**ACTIVITY**
Scan the material for the word "path" and return every matching line.

**SUPPLIED INFORMATION**

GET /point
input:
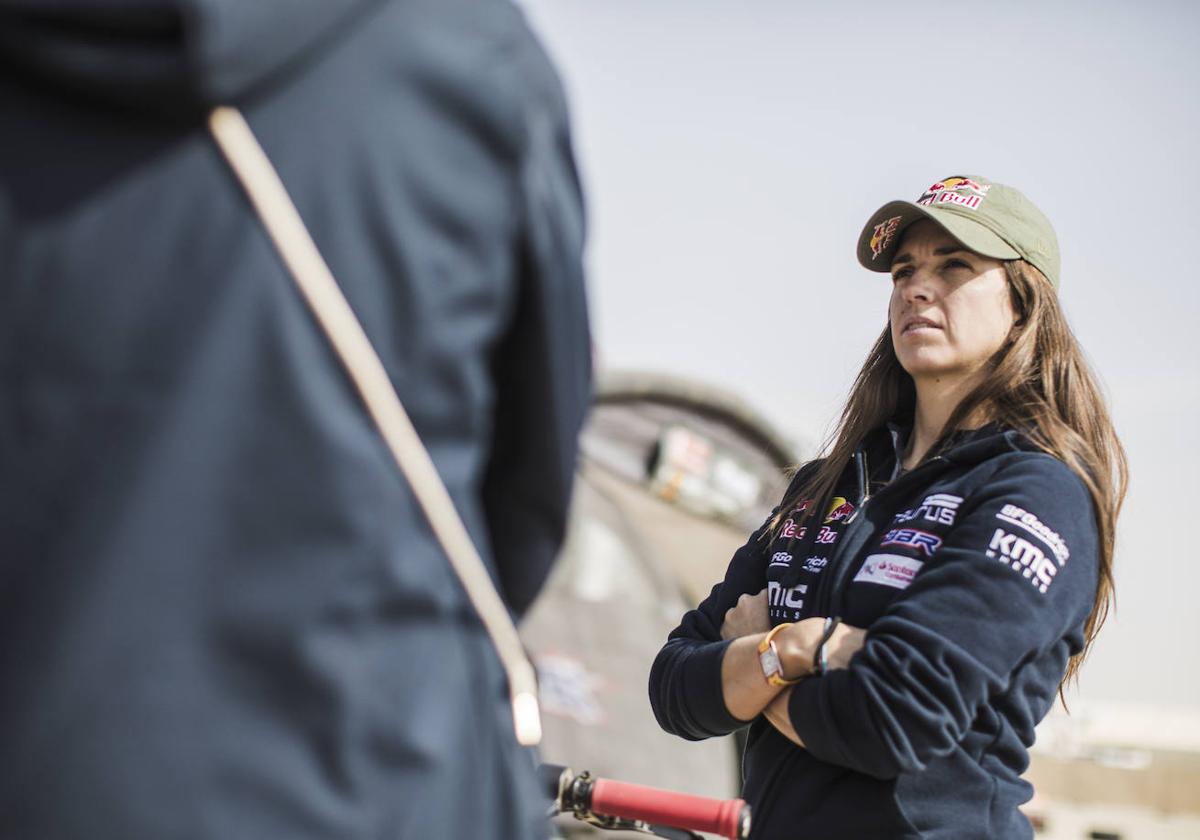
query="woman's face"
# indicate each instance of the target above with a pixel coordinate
(951, 307)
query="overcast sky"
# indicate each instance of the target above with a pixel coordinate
(733, 150)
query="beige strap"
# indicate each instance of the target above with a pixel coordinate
(333, 311)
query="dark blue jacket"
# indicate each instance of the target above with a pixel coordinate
(221, 612)
(973, 575)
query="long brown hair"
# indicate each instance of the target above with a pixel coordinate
(1037, 383)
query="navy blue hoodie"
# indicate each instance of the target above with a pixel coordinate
(973, 575)
(222, 612)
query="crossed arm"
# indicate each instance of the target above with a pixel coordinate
(747, 691)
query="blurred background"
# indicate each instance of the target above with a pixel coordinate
(731, 154)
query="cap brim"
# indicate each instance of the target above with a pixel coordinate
(881, 237)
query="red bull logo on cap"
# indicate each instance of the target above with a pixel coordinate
(961, 191)
(882, 238)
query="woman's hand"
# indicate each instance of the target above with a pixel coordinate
(845, 642)
(798, 646)
(747, 617)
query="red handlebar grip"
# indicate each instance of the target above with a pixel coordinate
(666, 808)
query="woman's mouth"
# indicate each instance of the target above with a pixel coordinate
(915, 325)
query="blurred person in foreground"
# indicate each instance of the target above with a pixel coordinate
(221, 612)
(897, 629)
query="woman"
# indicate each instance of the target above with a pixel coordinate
(910, 611)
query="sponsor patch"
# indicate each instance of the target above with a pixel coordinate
(1024, 557)
(839, 509)
(889, 570)
(791, 531)
(1031, 523)
(778, 597)
(827, 535)
(885, 232)
(960, 191)
(939, 508)
(815, 564)
(912, 538)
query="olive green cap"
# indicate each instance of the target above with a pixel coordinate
(987, 217)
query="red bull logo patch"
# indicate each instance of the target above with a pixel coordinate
(960, 191)
(839, 509)
(885, 232)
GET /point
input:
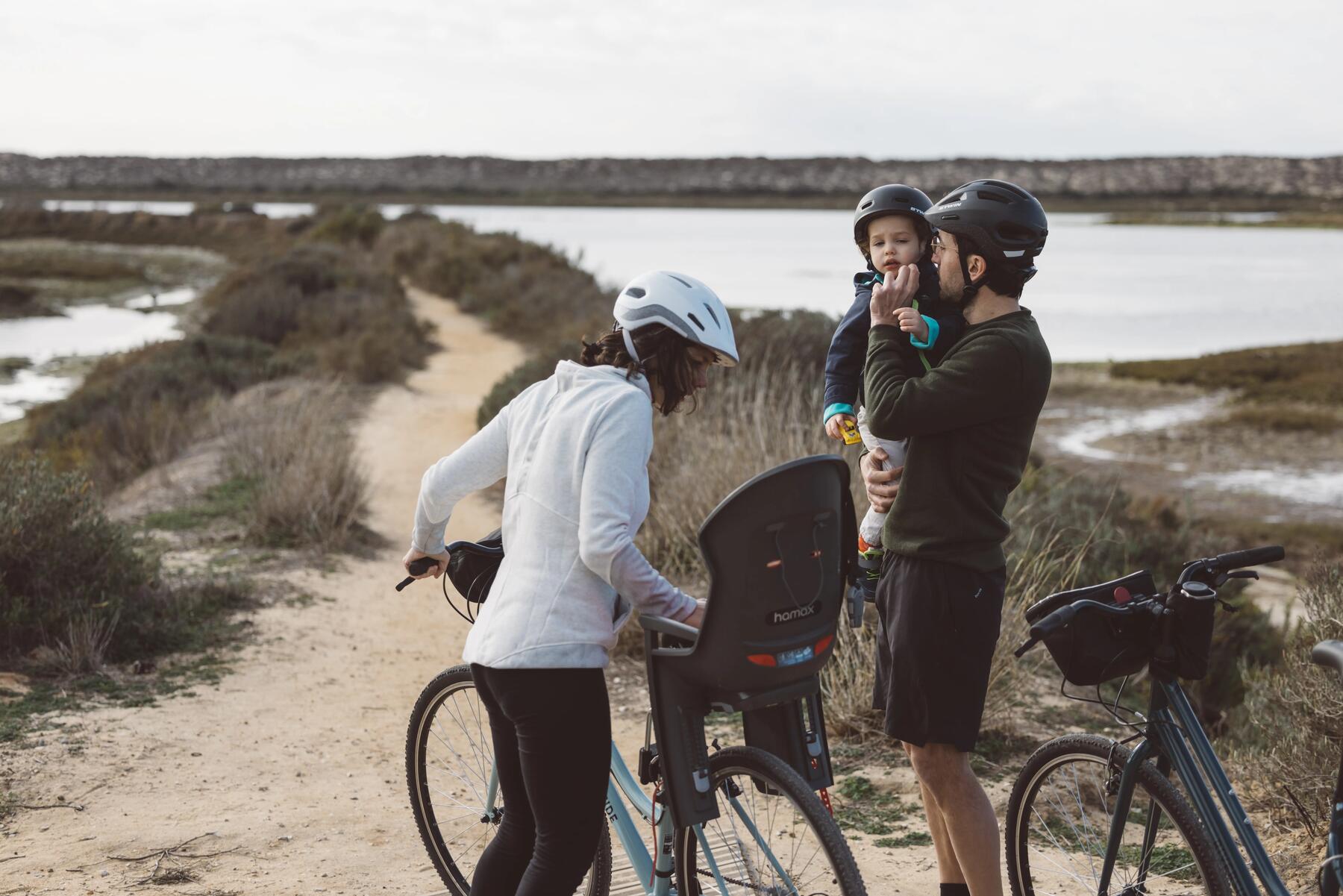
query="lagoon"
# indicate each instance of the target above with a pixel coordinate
(1104, 292)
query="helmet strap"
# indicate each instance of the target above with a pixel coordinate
(629, 345)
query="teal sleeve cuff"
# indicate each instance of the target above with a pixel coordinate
(933, 333)
(839, 407)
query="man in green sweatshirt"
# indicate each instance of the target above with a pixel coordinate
(970, 424)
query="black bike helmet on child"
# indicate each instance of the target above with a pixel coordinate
(891, 199)
(1004, 221)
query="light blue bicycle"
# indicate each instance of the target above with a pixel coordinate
(725, 821)
(772, 835)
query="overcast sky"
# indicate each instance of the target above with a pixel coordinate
(557, 78)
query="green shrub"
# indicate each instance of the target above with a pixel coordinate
(139, 409)
(349, 225)
(322, 305)
(528, 292)
(62, 562)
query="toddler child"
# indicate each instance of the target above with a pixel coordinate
(891, 231)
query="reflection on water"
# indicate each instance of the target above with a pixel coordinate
(87, 330)
(1081, 439)
(120, 206)
(28, 389)
(1307, 486)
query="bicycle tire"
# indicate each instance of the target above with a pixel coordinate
(1040, 825)
(762, 773)
(457, 686)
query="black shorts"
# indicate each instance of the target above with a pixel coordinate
(935, 646)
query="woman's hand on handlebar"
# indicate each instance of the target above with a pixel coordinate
(696, 618)
(436, 570)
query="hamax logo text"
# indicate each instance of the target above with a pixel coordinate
(779, 617)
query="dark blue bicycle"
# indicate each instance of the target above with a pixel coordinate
(1091, 815)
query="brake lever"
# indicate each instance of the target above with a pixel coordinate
(1021, 652)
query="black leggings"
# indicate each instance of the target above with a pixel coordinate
(552, 748)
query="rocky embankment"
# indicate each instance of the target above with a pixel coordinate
(1221, 176)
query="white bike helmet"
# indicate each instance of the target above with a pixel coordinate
(680, 303)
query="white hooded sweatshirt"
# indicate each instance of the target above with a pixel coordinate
(575, 449)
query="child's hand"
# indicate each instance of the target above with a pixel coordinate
(912, 323)
(834, 424)
(892, 295)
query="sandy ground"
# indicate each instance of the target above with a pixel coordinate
(292, 770)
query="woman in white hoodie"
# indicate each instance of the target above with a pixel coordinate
(575, 449)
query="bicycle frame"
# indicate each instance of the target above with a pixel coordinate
(656, 877)
(1180, 743)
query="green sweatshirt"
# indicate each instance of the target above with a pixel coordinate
(970, 422)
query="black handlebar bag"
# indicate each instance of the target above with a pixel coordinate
(778, 551)
(472, 566)
(1098, 646)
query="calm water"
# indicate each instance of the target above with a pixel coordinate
(1103, 292)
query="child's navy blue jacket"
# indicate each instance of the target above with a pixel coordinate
(849, 345)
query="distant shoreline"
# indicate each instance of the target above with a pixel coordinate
(1128, 210)
(1215, 183)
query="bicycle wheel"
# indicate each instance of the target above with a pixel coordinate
(449, 762)
(772, 835)
(1059, 821)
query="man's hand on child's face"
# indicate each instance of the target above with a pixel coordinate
(912, 323)
(892, 295)
(833, 424)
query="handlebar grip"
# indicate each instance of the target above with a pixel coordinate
(419, 566)
(1250, 558)
(1056, 619)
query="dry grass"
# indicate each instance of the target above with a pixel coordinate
(85, 645)
(293, 441)
(1284, 418)
(1287, 735)
(1307, 372)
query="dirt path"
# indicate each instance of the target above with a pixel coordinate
(295, 763)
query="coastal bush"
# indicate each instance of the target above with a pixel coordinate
(1307, 372)
(74, 589)
(528, 292)
(348, 225)
(325, 307)
(1284, 738)
(292, 442)
(141, 407)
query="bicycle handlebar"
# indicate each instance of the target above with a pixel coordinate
(1250, 558)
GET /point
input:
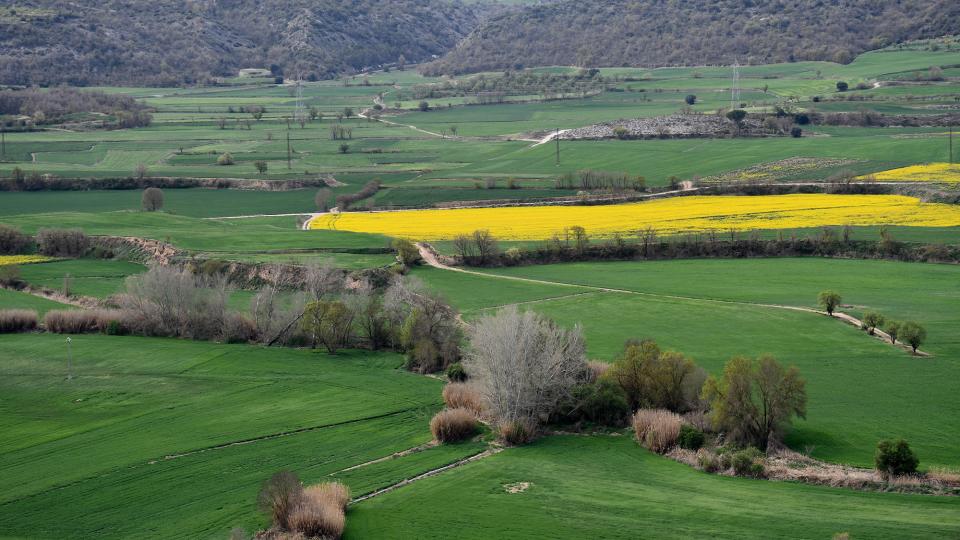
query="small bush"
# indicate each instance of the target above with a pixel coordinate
(17, 320)
(708, 461)
(456, 373)
(453, 425)
(84, 321)
(657, 429)
(463, 396)
(895, 457)
(62, 242)
(690, 437)
(748, 462)
(12, 241)
(518, 432)
(603, 402)
(278, 496)
(597, 369)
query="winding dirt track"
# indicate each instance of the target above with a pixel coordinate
(434, 259)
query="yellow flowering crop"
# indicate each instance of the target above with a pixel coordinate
(23, 259)
(927, 172)
(679, 214)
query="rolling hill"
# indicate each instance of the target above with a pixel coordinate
(656, 33)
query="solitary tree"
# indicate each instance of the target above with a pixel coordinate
(524, 364)
(329, 323)
(753, 402)
(893, 330)
(872, 320)
(152, 199)
(828, 300)
(322, 199)
(914, 334)
(737, 116)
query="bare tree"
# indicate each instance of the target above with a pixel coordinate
(321, 280)
(523, 364)
(152, 199)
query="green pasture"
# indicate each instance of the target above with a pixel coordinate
(87, 277)
(170, 438)
(860, 388)
(609, 487)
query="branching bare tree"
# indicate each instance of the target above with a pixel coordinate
(524, 364)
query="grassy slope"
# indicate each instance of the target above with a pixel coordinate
(20, 300)
(842, 422)
(104, 441)
(89, 277)
(590, 487)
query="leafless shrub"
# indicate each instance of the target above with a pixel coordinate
(12, 241)
(279, 495)
(518, 432)
(62, 242)
(944, 475)
(657, 429)
(170, 302)
(597, 369)
(319, 512)
(82, 321)
(453, 425)
(523, 364)
(17, 320)
(463, 395)
(237, 328)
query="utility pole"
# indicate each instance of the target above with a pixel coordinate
(69, 360)
(557, 137)
(288, 146)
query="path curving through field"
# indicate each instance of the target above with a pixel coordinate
(435, 260)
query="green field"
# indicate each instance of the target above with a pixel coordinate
(600, 487)
(703, 308)
(183, 433)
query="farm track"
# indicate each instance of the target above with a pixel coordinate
(432, 258)
(433, 472)
(203, 450)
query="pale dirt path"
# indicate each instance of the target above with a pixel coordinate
(476, 457)
(432, 258)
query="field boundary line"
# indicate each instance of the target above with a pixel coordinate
(432, 258)
(433, 472)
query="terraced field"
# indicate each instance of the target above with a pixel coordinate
(182, 435)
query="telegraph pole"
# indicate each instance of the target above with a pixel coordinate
(69, 360)
(557, 137)
(288, 146)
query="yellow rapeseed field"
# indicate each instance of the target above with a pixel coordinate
(679, 214)
(23, 259)
(927, 172)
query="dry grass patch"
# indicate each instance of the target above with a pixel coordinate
(463, 396)
(453, 425)
(657, 429)
(17, 320)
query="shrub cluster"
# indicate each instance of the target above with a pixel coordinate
(453, 425)
(657, 429)
(463, 396)
(12, 241)
(62, 242)
(17, 320)
(86, 321)
(317, 511)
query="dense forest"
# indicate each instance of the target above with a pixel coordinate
(164, 42)
(694, 32)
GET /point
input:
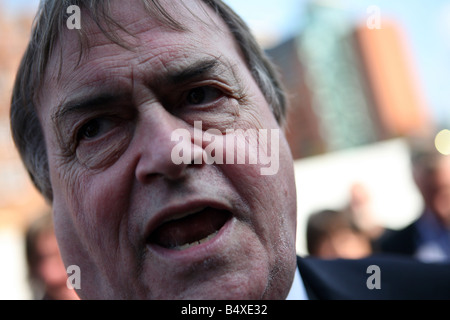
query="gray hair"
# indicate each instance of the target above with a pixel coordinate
(46, 34)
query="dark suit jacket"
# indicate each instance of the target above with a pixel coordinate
(400, 278)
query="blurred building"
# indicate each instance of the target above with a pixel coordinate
(348, 85)
(19, 201)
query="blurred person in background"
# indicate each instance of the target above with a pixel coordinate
(331, 234)
(428, 237)
(46, 270)
(361, 213)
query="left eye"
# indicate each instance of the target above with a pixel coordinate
(203, 95)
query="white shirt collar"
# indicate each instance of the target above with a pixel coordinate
(298, 291)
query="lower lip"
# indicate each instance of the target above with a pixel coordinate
(197, 252)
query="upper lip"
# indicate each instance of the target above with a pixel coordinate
(179, 210)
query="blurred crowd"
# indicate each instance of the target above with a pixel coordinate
(352, 232)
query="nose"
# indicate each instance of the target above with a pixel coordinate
(157, 142)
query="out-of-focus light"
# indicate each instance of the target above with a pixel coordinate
(442, 142)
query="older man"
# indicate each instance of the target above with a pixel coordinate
(93, 115)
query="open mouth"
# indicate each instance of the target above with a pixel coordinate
(190, 230)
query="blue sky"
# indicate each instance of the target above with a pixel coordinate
(426, 23)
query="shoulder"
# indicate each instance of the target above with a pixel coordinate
(398, 278)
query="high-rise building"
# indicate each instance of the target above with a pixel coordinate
(348, 85)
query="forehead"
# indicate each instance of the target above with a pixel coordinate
(148, 41)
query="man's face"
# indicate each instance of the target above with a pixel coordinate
(138, 225)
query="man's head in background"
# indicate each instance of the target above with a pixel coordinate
(92, 115)
(431, 173)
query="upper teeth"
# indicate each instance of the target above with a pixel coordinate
(195, 243)
(185, 214)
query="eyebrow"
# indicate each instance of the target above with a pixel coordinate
(193, 71)
(196, 70)
(86, 104)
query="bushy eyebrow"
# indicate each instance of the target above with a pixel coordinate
(198, 69)
(85, 105)
(193, 71)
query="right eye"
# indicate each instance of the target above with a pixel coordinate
(95, 128)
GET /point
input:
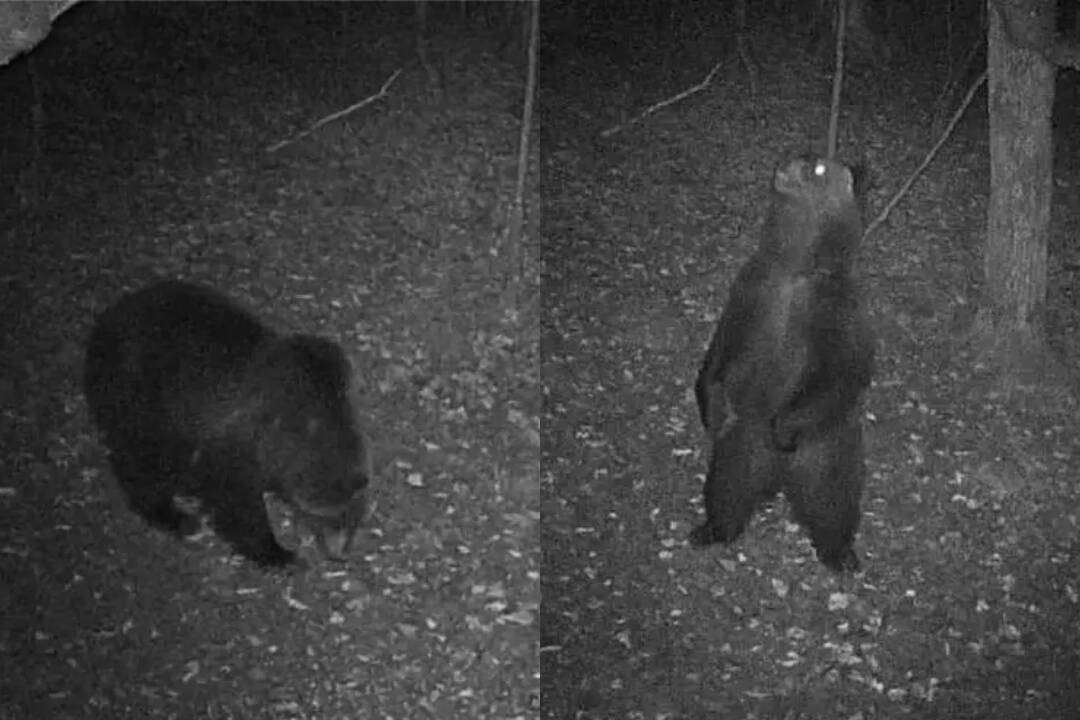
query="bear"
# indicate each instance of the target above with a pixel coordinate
(194, 396)
(780, 386)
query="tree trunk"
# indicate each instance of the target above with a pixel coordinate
(1021, 86)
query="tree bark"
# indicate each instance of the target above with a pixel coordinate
(1021, 83)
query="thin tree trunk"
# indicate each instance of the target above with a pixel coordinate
(1021, 100)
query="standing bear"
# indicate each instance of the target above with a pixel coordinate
(194, 396)
(793, 353)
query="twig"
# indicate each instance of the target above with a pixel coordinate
(513, 236)
(331, 118)
(930, 155)
(834, 114)
(662, 104)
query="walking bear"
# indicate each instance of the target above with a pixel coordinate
(194, 396)
(793, 352)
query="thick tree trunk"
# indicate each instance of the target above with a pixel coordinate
(1021, 98)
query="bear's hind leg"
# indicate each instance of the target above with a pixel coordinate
(740, 473)
(824, 491)
(147, 481)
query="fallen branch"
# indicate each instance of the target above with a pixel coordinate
(930, 155)
(662, 104)
(331, 118)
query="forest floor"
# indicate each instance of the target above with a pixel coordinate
(376, 231)
(968, 602)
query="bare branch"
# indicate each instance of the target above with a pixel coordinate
(930, 155)
(662, 104)
(331, 118)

**REPLY**
query="dirt path"
query="path curving through field"
query="pale dirt path"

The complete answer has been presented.